(Data entries)
--------------------
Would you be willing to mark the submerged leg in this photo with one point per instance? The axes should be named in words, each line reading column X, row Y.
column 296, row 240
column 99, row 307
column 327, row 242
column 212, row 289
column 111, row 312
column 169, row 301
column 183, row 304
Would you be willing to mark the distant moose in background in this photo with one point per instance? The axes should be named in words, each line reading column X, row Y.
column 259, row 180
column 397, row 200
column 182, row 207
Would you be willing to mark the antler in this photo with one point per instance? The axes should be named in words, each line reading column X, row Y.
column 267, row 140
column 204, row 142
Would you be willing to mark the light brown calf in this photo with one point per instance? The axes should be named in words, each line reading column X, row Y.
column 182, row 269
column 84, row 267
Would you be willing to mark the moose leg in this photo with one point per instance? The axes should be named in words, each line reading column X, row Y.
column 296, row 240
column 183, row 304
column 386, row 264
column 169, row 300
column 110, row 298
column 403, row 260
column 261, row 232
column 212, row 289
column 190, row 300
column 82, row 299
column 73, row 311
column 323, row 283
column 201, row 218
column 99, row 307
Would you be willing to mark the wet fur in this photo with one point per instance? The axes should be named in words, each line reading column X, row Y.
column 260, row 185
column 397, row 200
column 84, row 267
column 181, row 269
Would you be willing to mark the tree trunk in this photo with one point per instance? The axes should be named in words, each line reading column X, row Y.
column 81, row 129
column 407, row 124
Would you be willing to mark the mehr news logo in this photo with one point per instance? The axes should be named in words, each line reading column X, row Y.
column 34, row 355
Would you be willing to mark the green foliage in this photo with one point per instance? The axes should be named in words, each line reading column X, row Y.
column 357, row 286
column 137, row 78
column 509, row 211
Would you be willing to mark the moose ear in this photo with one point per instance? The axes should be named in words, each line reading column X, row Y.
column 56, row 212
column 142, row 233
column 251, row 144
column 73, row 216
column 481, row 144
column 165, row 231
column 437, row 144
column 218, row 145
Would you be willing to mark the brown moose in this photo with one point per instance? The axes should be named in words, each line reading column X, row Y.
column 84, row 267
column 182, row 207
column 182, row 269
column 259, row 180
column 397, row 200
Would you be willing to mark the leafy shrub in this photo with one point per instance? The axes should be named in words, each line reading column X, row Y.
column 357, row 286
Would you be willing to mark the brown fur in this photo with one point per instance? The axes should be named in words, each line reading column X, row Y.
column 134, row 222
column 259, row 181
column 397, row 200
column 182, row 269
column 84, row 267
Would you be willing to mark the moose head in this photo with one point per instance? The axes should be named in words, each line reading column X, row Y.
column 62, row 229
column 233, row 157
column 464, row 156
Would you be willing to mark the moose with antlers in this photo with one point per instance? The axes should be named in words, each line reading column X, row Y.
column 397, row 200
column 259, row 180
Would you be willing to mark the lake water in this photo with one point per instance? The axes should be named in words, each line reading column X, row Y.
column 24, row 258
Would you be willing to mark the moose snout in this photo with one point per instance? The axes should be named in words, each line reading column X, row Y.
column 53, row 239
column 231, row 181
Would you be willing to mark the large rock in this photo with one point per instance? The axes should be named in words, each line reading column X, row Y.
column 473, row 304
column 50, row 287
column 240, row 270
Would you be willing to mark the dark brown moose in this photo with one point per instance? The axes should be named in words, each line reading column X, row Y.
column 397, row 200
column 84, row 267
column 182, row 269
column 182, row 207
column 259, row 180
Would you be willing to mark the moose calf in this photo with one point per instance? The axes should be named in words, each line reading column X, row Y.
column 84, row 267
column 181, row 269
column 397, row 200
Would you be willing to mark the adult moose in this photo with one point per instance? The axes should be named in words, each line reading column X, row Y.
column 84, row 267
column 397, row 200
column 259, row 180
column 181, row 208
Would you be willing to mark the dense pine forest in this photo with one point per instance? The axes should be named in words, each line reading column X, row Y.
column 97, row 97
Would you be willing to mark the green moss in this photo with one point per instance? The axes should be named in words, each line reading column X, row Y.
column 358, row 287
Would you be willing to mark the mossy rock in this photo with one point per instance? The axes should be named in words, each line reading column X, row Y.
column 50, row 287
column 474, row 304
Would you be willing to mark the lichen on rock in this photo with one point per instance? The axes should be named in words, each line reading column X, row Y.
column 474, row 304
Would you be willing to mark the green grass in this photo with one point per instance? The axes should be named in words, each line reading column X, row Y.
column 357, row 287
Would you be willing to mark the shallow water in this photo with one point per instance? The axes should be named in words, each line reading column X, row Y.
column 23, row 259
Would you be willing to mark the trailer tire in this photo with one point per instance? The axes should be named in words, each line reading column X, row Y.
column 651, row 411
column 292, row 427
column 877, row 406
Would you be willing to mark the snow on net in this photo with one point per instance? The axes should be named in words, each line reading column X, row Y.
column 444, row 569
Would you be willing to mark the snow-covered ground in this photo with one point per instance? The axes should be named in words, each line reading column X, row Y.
--------------------
Short task. Rewrite every one of the lines above as a numbered list, omitting any blank lines.

The response.
1. Would you be willing to mark the submerged leg in this photo with one point per instance? The axes should be named in words, each line reading column X, row Y.
2. column 296, row 240
3. column 99, row 307
4. column 327, row 242
5. column 212, row 289
6. column 111, row 312
7. column 169, row 301
8. column 183, row 304
9. Would you be willing to mark the distant moose in background in this photo with one point per instance? The axes should be named in words, each line reading column X, row Y.
10. column 259, row 180
11. column 397, row 200
12. column 182, row 207
13. Would you be willing to mark the antler in this photo with one point per instance? The axes should be named in words, each line reading column X, row Y.
14. column 267, row 140
15. column 204, row 142
16. Would you be willing to mark the light brown calf in this photo with one point per instance? The axes should be named in words, each line reading column X, row Y.
17. column 182, row 269
18. column 84, row 267
19. Would you be willing to mark the moose leg in this photo with one point per instance? The axes should be named in words, each line reading column X, row Y.
20. column 296, row 240
21. column 183, row 304
22. column 386, row 264
23. column 169, row 300
24. column 110, row 298
25. column 403, row 260
26. column 261, row 232
27. column 212, row 289
28. column 190, row 300
29. column 82, row 299
30. column 73, row 311
31. column 323, row 283
32. column 201, row 218
33. column 99, row 307
34. Would you be willing to mark the wet fur in this photo with one point per instance? The axes should be named in words, each line reading column X, row Y.
35. column 260, row 185
36. column 397, row 200
37. column 84, row 267
38. column 181, row 269
39. Would you be willing to mark the tree trunk in this photo with one point per instance? The axes should be named in words, each line reading column X, row Y.
40. column 81, row 129
41. column 407, row 124
42. Would you be willing to mark the mehr news logo in this photo with one point per instance? The axes should be named in words, each line reading column X, row Y.
43. column 34, row 355
44. Would you be willing to mark the green foliage in this photo with one point per instance? The axes should be named in words, each line reading column X, row Y.
45. column 357, row 286
46. column 137, row 78
47. column 509, row 211
48. Would you be willing to mark the moose ear in this photo with one point per instance? The axes should be named in words, each line reading column X, row Y.
49. column 56, row 212
50. column 142, row 233
51. column 251, row 144
52. column 73, row 216
53. column 481, row 144
54. column 165, row 231
55. column 437, row 144
56. column 218, row 145
57. Would you be willing to mark the brown moose in this photo with one point per instance? The axes should be named in words, each line reading column X, row Y.
58. column 84, row 267
59. column 182, row 207
60. column 182, row 269
61. column 259, row 180
62. column 397, row 200
63. Would you be willing to mark the leafy shrub in this photo with one point per instance? The axes should be named in words, each line reading column X, row Y.
64. column 357, row 286
65. Would you be willing to mark the brown fur in this photo with one point per instance? The axes should be named in words, each line reading column X, row Y.
66. column 134, row 222
67. column 259, row 181
68. column 397, row 200
69. column 182, row 269
70. column 84, row 267
71. Would you be willing to mark the moose head in this photo with one point per instance? The axes should be named in words, each line reading column X, row Y.
72. column 62, row 229
73. column 233, row 157
74. column 464, row 156
75. Would you be willing to mark the moose with antlers in this photo with one point per instance? The axes should be named in words, each line reading column X, row Y.
76. column 397, row 200
77. column 259, row 180
78. Would you be willing to mark the lake water in this photo with one point per instance? The axes should be named in words, each line reading column X, row Y.
79. column 24, row 258
80. Would you be willing to mark the moose snout in this photo with one point per instance? The axes should be named in words, each line reading column X, row Y.
81. column 53, row 239
82. column 231, row 181
83. Would you be willing to mark the large rock in this photo with one point per instance? The axes should be named in words, each line reading column X, row Y.
84. column 473, row 304
85. column 50, row 287
86. column 240, row 270
87. Would you be willing to mark the dark brown moose in this photo with one point per instance? The axes should be named in words, each line reading column X, row Y.
88. column 397, row 200
89. column 84, row 267
90. column 182, row 269
91. column 182, row 207
92. column 259, row 180
93. Would you be willing to mark the moose calf in this photo with one point per instance? The axes should be named in words, each line reading column X, row Y.
94. column 84, row 267
95. column 181, row 269
96. column 397, row 200
97. Would you be willing to mark the adult moose in this photo with one point per instance? The axes should be named in words, each line reading column X, row Y.
98. column 84, row 267
99. column 397, row 200
100. column 259, row 180
101. column 181, row 208
102. Would you be willing to mark the dense pine forest in this photo with one point per instance? The axes should be named in words, each line reading column X, row Y.
103. column 97, row 97
104. Would you be willing to mark the green moss in this photo with one point per instance? The axes should be named in words, each line reading column X, row Y.
105. column 358, row 287
106. Would you be willing to mark the mossy rock in this photo with one point per instance? The axes should be named in words, each line reading column X, row Y.
107. column 50, row 287
108. column 474, row 304
109. Would you be willing to mark the lichen on rock in this photo with one point per instance? The axes should be named in words, each line reading column X, row Y.
110. column 474, row 304
111. Would you be willing to mark the green grass in this photo with one point per instance? The axes should be named in words, each line reading column X, row Y.
112. column 357, row 287
113. Would you be willing to mark the shallow water in this photo with one point per instance? The axes should be named in words, each line reading column X, row Y.
114. column 23, row 259
115. Would you be willing to mark the trailer tire in this photo with one point per instance? The axes should be named in words, each line reading column X, row Y.
116. column 651, row 411
117. column 292, row 427
118. column 877, row 406
119. Would you be willing to mark the snow on net in this photo with one point per instance? The axes should be named in words, each line reading column X, row Y.
120. column 444, row 569
121. Would you be willing to mark the snow-covered ground in this photo with one point per instance? The axes should be named in words, each line reading column X, row Y.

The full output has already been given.